# Your objective:
Only the lines from the one containing "the woman's face." through the end of the entries should be repeated, exactly as they appear, first and last included.

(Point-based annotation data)

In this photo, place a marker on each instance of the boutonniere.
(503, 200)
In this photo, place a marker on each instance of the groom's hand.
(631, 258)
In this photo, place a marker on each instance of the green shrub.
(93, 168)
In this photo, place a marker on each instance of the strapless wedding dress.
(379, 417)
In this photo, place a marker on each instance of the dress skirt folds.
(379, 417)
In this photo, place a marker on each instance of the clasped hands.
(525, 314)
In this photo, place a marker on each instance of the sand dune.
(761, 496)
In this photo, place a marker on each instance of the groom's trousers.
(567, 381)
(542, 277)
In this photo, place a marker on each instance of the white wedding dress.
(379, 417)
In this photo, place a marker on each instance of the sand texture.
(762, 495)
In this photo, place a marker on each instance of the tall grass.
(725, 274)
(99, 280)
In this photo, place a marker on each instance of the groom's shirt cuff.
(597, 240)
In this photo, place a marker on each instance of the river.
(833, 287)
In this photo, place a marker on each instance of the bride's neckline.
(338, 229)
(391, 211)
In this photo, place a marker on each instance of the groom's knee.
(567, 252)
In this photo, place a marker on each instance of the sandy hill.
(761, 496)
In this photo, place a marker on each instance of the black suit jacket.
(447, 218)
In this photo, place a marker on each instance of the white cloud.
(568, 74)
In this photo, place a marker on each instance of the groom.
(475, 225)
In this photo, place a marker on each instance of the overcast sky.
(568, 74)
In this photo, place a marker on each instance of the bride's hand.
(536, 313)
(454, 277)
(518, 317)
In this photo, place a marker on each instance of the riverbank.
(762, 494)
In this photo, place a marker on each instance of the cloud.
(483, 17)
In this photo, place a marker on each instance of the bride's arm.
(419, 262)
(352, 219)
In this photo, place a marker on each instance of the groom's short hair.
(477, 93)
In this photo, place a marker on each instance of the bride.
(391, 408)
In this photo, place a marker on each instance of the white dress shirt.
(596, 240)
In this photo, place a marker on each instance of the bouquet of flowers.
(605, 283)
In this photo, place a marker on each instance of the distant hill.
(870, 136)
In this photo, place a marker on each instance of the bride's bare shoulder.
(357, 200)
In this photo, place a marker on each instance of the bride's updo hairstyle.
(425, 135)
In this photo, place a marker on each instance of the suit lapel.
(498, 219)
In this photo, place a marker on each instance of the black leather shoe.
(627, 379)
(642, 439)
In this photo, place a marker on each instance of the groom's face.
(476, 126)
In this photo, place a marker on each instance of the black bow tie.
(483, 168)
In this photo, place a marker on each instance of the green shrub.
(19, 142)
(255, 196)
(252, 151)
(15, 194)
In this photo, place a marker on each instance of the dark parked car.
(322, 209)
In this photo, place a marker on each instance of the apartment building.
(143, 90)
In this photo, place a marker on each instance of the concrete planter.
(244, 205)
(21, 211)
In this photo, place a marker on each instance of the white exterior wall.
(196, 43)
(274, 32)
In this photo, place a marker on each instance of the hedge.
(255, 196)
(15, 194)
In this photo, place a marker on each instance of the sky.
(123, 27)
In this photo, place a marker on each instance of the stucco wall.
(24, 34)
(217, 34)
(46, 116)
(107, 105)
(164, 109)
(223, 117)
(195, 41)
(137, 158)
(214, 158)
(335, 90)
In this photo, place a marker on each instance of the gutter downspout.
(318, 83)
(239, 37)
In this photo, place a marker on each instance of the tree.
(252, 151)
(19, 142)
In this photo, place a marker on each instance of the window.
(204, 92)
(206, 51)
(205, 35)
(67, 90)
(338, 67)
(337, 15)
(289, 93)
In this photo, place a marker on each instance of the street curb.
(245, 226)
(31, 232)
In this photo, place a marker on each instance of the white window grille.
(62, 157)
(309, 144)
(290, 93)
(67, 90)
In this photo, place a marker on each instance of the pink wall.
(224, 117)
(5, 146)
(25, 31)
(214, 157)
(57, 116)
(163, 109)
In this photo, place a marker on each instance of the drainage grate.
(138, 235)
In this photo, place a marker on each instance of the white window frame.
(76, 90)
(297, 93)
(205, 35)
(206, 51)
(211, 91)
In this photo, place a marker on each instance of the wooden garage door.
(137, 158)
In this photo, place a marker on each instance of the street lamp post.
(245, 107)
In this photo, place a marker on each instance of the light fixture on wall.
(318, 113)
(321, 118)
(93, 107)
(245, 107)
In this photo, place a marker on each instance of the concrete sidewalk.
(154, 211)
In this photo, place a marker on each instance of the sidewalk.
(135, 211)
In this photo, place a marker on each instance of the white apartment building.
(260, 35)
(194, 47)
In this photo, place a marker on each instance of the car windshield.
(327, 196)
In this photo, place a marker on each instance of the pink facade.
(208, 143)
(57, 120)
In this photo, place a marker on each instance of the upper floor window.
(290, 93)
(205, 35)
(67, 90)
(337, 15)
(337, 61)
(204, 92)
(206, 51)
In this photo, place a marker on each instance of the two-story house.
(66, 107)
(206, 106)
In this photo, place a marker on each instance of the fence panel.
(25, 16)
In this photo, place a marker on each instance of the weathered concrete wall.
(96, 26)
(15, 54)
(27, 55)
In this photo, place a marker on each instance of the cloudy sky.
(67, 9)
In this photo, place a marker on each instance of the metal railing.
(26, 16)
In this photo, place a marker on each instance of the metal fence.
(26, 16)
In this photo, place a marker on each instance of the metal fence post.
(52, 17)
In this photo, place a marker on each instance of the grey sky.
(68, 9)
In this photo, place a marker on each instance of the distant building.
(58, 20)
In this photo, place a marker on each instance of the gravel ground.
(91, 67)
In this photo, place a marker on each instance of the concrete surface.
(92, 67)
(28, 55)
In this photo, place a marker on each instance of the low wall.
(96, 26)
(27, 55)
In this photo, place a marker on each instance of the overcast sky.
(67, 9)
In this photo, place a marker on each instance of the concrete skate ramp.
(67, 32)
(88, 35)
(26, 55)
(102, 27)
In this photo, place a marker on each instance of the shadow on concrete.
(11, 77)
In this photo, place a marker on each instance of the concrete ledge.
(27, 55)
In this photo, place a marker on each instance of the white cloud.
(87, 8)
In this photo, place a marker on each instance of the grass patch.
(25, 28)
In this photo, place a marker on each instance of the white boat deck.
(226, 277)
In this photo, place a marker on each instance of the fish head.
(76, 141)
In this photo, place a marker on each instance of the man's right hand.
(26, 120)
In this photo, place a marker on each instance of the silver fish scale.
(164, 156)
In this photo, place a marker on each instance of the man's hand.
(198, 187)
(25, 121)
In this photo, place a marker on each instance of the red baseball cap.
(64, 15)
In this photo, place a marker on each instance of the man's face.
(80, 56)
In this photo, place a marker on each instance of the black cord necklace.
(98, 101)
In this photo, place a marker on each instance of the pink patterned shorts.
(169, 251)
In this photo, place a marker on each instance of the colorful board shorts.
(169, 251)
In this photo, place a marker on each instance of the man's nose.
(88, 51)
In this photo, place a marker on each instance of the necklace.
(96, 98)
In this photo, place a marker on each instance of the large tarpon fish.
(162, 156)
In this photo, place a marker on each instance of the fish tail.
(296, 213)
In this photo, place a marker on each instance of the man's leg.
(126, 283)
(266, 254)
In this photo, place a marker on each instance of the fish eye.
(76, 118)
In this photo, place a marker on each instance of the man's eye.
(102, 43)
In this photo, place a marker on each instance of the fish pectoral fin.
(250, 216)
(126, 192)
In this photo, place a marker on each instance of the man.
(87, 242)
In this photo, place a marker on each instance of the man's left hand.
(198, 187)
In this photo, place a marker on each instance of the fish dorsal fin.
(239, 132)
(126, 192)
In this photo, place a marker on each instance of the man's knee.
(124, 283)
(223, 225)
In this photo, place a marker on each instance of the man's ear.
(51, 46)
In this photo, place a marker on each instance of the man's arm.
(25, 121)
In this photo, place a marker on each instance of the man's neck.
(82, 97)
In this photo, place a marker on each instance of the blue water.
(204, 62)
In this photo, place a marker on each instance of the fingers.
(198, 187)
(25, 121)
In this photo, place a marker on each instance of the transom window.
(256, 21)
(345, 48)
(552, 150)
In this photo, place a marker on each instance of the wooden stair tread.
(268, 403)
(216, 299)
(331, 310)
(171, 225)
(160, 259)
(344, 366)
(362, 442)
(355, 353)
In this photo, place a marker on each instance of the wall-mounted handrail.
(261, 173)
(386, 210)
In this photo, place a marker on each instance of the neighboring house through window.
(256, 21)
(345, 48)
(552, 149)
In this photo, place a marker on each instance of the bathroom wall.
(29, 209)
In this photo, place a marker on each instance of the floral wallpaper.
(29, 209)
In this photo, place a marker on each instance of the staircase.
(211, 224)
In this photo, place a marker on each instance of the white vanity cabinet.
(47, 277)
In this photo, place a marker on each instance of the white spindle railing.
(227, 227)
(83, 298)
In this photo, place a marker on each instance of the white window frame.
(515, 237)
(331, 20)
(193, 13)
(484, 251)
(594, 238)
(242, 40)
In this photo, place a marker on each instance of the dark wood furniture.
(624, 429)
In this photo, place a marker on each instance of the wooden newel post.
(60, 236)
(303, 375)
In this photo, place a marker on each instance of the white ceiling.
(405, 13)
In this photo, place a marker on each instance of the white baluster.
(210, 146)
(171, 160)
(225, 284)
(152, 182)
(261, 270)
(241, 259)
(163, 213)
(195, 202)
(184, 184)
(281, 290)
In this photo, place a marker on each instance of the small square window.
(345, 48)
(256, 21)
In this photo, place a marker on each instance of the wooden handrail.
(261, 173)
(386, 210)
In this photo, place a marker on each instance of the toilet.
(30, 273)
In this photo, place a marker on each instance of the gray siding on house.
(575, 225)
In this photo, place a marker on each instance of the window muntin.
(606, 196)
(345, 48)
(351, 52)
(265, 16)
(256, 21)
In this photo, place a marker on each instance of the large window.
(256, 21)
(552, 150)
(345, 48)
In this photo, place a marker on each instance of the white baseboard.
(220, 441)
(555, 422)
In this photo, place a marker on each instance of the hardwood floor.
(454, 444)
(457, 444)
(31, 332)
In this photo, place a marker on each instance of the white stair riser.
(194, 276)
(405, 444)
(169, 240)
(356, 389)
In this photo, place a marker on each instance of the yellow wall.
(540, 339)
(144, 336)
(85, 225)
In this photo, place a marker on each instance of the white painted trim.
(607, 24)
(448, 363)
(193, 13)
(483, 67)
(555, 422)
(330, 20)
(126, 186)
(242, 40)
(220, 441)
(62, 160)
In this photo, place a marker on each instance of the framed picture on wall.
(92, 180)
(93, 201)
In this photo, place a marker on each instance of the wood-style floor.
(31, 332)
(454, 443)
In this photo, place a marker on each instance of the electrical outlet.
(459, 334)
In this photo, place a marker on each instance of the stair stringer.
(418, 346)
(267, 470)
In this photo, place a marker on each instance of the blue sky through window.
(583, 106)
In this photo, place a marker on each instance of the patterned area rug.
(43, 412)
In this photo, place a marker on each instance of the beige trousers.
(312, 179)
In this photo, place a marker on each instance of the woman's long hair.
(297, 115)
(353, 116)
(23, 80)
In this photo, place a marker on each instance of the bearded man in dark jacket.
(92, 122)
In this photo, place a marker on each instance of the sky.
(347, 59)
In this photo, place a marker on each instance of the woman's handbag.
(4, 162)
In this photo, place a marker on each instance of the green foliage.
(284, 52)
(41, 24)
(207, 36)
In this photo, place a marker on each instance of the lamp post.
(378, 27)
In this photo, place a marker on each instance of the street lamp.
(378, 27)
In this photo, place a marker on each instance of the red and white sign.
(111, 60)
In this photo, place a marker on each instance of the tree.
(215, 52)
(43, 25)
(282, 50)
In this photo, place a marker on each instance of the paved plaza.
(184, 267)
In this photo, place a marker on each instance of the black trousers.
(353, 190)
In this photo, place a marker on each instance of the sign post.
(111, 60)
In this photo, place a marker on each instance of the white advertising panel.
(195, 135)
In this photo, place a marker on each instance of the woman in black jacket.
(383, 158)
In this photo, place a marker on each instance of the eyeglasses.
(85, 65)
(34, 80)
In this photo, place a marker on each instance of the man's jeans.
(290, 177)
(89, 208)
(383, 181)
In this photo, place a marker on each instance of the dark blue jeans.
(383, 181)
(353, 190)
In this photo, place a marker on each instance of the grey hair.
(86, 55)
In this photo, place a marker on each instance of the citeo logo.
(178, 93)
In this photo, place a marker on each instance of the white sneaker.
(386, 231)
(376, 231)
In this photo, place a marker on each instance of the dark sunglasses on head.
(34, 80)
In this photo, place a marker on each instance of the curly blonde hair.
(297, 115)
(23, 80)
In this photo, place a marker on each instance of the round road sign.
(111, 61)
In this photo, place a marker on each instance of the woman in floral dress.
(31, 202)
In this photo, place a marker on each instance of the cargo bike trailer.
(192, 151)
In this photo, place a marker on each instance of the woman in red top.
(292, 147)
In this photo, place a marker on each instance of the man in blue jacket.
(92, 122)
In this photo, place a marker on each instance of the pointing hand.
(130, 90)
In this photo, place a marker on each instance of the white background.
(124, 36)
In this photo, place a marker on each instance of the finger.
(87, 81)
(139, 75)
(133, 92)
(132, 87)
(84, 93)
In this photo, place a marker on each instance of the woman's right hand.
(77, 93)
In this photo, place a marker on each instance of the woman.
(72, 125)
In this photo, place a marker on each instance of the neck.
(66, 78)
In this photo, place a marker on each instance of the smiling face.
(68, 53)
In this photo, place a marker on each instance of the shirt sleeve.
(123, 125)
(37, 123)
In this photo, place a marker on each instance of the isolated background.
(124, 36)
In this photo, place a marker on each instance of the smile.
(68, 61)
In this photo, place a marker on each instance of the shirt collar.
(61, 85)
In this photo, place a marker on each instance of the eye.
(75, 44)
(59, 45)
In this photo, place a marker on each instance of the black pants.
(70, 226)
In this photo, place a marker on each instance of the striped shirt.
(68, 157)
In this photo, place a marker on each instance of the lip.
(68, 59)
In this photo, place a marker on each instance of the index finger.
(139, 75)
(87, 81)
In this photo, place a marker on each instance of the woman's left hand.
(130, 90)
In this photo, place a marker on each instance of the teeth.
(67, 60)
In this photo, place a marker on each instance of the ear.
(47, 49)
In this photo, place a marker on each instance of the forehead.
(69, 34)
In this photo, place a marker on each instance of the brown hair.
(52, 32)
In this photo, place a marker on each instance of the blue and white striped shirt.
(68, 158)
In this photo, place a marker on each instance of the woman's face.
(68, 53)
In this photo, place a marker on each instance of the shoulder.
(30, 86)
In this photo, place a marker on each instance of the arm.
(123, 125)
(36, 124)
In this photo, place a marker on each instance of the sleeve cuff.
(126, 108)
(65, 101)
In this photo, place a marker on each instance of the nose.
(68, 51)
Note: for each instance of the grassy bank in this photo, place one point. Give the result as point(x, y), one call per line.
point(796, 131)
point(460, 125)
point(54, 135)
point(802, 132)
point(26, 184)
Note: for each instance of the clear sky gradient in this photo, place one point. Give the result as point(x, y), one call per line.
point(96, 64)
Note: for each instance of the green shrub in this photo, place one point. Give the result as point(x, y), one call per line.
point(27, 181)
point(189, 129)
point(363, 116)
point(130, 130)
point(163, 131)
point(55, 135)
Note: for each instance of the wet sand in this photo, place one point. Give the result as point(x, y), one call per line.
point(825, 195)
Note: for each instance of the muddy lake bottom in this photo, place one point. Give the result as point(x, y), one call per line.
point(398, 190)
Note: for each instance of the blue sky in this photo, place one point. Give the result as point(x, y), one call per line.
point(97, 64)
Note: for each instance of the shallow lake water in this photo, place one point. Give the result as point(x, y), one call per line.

# Result of this exercise:
In this photo, place a marker on each instance of the woman's face.
(68, 53)
In this photo, place a marker on each instance of the shoulder.
(30, 86)
In this photo, place a marker on each instance of the arm.
(123, 125)
(36, 124)
In this photo, place a marker on each instance of the sleeve cuff.
(126, 108)
(65, 101)
In this photo, place a marker on each instance of the nose.
(68, 51)
Note: for each instance of the grassy bank in this photo, place one point. Give the result as point(x, y), one call per line.
point(796, 131)
point(460, 125)
point(54, 135)
point(802, 132)
point(26, 184)
Note: for each instance of the clear sky gradient in this photo, place one point. Give the result as point(x, y), one call per line.
point(96, 64)
Note: for each instance of the green shrub in this photo, place one point. Give the result as point(x, y), one call per line.
point(27, 181)
point(189, 129)
point(363, 116)
point(130, 130)
point(163, 131)
point(55, 135)
Note: for each instance of the wet sand in this photo, place one point. Give the result as point(x, y), one call per line.
point(825, 195)
Note: for each instance of the muddy lake bottom in this photo, place one point. Give the result as point(x, y), one call per line.
point(398, 190)
Note: for each instance of the blue sky in this photo, place one point. Give the result as point(x, y), one call per line.
point(97, 64)
Note: for each instance of the shallow lake water in this photo, place one point. Give the result as point(x, y), one call per line.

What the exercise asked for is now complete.